Task statement
Collect every line of the data below that contains the word "broken", and copy each one unchanged.
^^^^^^^^^^^^^^^^
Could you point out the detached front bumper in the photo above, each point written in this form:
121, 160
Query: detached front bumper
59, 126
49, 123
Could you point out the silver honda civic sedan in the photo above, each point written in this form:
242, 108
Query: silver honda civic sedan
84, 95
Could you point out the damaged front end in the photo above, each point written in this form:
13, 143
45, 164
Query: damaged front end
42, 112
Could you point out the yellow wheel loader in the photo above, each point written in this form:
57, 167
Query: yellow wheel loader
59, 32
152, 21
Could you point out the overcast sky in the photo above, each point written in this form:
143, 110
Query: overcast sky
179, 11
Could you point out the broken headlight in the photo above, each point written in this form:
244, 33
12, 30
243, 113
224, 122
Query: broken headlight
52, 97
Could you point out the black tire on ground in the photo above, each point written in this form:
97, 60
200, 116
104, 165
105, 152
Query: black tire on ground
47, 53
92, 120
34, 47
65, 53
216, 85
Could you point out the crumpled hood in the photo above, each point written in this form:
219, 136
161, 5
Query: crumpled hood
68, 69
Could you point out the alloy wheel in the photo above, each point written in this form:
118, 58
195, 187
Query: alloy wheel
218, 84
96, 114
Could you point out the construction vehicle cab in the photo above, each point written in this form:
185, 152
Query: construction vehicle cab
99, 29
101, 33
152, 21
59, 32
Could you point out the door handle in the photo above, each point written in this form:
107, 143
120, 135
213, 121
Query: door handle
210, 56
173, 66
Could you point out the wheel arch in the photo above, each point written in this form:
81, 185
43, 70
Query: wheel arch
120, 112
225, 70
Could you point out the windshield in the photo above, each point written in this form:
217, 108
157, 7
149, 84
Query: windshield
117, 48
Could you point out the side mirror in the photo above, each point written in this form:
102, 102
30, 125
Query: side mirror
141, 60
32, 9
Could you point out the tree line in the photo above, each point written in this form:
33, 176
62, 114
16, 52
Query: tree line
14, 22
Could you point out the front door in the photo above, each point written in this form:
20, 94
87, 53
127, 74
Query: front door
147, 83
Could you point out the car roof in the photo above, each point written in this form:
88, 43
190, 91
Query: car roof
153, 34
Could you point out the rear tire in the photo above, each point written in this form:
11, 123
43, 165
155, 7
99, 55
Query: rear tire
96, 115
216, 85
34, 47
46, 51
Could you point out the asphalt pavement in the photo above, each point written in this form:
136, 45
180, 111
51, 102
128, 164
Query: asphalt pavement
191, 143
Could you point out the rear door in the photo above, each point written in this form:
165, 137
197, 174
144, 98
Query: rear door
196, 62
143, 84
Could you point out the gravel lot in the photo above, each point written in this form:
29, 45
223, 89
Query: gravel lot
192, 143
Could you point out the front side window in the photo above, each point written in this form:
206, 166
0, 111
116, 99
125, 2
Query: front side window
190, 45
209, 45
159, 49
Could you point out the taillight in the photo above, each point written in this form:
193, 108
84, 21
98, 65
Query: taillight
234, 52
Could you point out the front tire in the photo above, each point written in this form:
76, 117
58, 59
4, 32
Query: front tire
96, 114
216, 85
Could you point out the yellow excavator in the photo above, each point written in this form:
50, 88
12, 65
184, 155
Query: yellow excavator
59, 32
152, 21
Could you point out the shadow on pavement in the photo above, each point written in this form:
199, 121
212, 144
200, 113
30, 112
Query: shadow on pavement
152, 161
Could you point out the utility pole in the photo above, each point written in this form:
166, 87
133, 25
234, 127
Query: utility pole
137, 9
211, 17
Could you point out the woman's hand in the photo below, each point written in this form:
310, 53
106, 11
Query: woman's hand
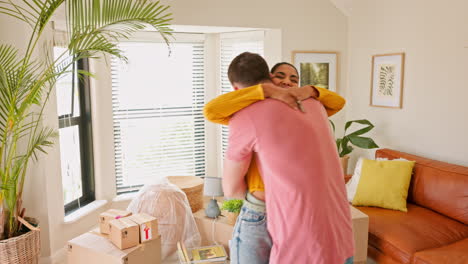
304, 92
281, 94
290, 96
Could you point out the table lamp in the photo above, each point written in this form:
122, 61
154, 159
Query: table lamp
213, 188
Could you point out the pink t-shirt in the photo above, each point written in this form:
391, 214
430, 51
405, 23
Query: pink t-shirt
309, 218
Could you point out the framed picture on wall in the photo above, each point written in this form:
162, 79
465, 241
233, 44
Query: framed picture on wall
387, 80
317, 68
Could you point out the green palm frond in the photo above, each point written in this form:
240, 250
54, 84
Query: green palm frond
96, 25
40, 141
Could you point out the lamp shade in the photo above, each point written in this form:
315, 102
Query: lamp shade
213, 187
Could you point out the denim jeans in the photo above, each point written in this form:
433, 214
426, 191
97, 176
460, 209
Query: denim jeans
251, 243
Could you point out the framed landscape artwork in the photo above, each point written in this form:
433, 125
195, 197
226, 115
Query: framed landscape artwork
387, 80
317, 68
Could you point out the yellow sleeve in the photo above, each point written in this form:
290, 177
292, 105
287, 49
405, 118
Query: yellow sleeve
220, 109
332, 101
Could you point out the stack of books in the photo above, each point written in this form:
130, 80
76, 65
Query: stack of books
214, 254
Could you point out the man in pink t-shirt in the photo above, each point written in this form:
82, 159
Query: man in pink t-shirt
309, 218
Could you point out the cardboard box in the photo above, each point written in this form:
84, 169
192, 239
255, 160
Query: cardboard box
124, 233
94, 248
148, 226
109, 215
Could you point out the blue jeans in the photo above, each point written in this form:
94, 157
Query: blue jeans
251, 243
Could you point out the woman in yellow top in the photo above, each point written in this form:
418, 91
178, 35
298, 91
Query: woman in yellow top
283, 75
251, 242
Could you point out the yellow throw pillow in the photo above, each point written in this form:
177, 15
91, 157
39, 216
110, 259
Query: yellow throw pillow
384, 184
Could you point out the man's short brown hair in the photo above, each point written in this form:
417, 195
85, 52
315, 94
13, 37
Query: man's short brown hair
248, 69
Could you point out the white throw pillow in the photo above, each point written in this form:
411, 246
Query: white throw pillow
351, 185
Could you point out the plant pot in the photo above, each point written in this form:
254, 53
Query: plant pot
22, 249
344, 164
232, 217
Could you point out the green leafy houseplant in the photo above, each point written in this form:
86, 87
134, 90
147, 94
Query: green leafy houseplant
355, 138
233, 205
93, 28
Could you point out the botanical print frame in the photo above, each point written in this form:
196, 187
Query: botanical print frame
387, 80
318, 68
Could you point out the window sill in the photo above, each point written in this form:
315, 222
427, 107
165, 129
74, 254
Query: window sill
125, 197
82, 212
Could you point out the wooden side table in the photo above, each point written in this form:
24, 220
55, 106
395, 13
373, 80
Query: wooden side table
360, 233
222, 230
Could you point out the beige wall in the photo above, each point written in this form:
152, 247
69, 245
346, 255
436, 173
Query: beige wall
304, 25
434, 36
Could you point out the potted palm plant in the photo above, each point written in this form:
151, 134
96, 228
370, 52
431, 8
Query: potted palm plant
232, 207
93, 28
355, 138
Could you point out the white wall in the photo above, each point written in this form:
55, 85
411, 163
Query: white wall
433, 35
304, 24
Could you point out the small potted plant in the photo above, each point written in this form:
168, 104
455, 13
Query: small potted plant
355, 138
232, 207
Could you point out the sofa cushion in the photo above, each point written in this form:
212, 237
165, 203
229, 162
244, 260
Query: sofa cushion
384, 183
456, 253
400, 234
440, 186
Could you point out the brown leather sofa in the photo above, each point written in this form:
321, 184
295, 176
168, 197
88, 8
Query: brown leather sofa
435, 228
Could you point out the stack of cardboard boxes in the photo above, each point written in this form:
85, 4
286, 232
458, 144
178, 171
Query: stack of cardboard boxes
121, 238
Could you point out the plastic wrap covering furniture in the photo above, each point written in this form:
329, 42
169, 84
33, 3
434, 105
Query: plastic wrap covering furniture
169, 204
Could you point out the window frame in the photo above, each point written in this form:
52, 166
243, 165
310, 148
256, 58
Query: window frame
84, 123
150, 37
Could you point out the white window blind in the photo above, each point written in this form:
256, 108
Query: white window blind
159, 128
233, 44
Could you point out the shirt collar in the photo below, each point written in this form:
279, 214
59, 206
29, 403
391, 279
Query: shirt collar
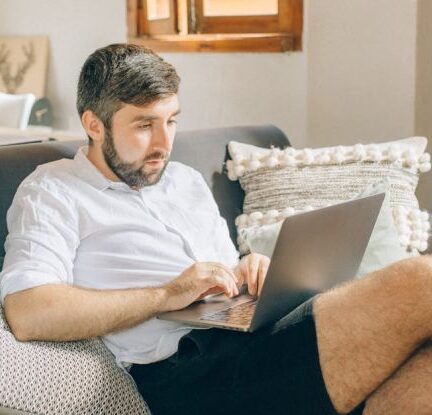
^^^^^^^^^^^^^^^^
Solution to this problem
Could you point out the broken headlight in the photo above, each point written in this form:
Query: broken headlight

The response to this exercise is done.